Dataset excerpts ▸
:::
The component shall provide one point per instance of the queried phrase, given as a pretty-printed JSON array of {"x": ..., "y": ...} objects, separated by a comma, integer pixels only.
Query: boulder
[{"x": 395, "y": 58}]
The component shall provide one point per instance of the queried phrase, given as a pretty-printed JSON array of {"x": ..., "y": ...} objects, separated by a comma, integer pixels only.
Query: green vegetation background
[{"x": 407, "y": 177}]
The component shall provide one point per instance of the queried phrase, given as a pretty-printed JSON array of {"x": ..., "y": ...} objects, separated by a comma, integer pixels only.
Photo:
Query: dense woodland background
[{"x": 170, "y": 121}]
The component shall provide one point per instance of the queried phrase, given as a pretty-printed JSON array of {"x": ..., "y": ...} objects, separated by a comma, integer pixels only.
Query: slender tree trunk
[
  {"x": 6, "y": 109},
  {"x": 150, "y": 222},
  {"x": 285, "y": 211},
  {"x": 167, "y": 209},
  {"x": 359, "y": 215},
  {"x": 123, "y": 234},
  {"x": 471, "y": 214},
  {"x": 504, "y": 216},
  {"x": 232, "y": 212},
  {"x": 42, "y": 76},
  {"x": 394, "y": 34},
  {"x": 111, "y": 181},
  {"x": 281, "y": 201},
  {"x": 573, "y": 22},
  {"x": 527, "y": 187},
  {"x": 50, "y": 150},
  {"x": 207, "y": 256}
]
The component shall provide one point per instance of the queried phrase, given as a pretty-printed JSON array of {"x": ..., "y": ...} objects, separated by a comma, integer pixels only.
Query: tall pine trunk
:::
Your answer must contain every line of the records, exactly.

Task result ▸
The component shall provide one point per instance of the queried phrase, given as a pretty-printed JSON array of {"x": ..., "y": ...} objects, separated by a comma, integer pixels only.
Query: boulder
[{"x": 395, "y": 58}]
The component shall provide one point per instance of the queried phrase, given as a pretty-printed JSON array of {"x": ..., "y": ...} objects, separated by a comma, integer pixels only.
Query: green vegetation background
[{"x": 407, "y": 177}]
The component shall provide one point per instance of the queried phrase, given as a pretty-printed JSON array of {"x": ..., "y": ...} objects, separated by a comma, integer pixels only.
Photo:
Query: dense woodland background
[{"x": 170, "y": 121}]
The component shall provide one point per instance of the queried phrase, given as a pretty-printed JSON array of {"x": ..., "y": ...} objects, separated by a comma, integer pixels only.
Query: slender tree trunk
[
  {"x": 6, "y": 109},
  {"x": 150, "y": 222},
  {"x": 285, "y": 211},
  {"x": 167, "y": 209},
  {"x": 359, "y": 215},
  {"x": 123, "y": 234},
  {"x": 471, "y": 214},
  {"x": 504, "y": 216},
  {"x": 232, "y": 212},
  {"x": 42, "y": 76},
  {"x": 394, "y": 34},
  {"x": 111, "y": 181},
  {"x": 281, "y": 201},
  {"x": 573, "y": 22},
  {"x": 527, "y": 187},
  {"x": 50, "y": 150},
  {"x": 207, "y": 256}
]
The component shall provide one point per instance of the queried phrase, given as a pretty-printed JSON array of {"x": ..., "y": ...} objects, separated by a comma, integer pixels only.
Query: tall pine trunk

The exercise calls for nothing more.